--- START OF READING PASSAGE ---

Cold, spring-influenced freestone running through a forested canyon, and the home water of the native McCloud redband — which is reason enough to wade carefully on the bouldery bed. It's a river with a reputation, and for once the reputation holds up. Wild rainbows and browns sit in the runs and pockets. Once the runoff settles you can fish dries and nymphs to fish that have seen a fly before, and in autumn the big October Caddis gets them moving.
The McCloud comes off the slopes of Mount Shasta and runs through deep forest canyon as one of the most beautiful and storied trout rivers in California — the river the McCloud River redband evolved in, and the source, oddly, of the rainbow trout eggs shipped worldwide a century ago, so that a great many of the planet's rainbows trace home to this water. Below McCloud Dam and the Nature Conservancy preserve it's a wild freestone of cold, clear, often pushy water over volcanic boulder and bedrock, threading old-growth forest where the fishing is as much about the place as the trout. The bed is dark volcanic rock, slick and uneven; the canyon is steep and shaded. Wading is genuine, careful freestone work among big slippery boulders. The McCloud asks for effort and surefootedness, and gives back wild redbands in a cathedral of fir and cedar.

--- END OF READING PASSAGE ---
--- START OF EXTRACTED ENTRIES ---

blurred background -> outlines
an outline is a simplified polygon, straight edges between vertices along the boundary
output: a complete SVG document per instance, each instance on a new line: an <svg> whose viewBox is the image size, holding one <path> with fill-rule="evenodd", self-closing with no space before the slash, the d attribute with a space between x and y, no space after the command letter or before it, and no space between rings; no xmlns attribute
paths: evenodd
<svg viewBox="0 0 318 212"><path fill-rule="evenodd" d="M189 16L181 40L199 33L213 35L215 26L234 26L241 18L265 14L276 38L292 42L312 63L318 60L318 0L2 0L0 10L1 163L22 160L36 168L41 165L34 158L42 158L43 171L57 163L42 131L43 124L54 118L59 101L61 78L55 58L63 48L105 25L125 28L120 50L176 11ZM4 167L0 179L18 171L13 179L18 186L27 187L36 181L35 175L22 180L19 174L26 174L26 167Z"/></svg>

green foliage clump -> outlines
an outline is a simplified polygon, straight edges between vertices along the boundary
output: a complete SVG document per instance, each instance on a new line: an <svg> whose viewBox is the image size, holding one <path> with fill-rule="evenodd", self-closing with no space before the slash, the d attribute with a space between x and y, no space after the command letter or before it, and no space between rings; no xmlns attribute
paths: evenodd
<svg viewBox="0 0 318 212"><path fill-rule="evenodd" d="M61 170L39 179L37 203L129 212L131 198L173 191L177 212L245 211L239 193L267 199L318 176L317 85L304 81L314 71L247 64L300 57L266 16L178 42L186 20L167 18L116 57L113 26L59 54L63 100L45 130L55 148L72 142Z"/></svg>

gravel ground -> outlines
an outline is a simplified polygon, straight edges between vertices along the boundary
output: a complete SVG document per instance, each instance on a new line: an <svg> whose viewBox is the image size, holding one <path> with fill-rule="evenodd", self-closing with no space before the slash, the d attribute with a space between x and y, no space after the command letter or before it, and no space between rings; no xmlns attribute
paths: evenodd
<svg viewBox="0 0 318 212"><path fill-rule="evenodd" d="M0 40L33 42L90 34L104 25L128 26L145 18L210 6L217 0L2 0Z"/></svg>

--- END OF EXTRACTED ENTRIES ---

# PROBLEMS
**1)** In the McCloud River description, what gets the trout moving in autumn?
**2)** Summarize the McCloud River description in two sentences.
**3)** Translate this sentence from the McCloud River description into Spanish: "The bed is dark volcanic rock, slick and uneven; the canyon is steep and shaded."
The listing above comes from a different source than the McCloud River description.

# OUTPUTS
**1)** The big October Caddis gets them moving.

**2)** The McCloud flows from the slopes of Mount Shasta through a forested canyon as a cold, clear freestone river. It is home to the native McCloud redband and holds wild rainbows and browns, but its slick, bouldery volcanic bed makes wading careful, demanding work.

**3)** El lecho es de roca volcánica oscura, resbaladiza e irregular; el cañón es empinado y sombreado.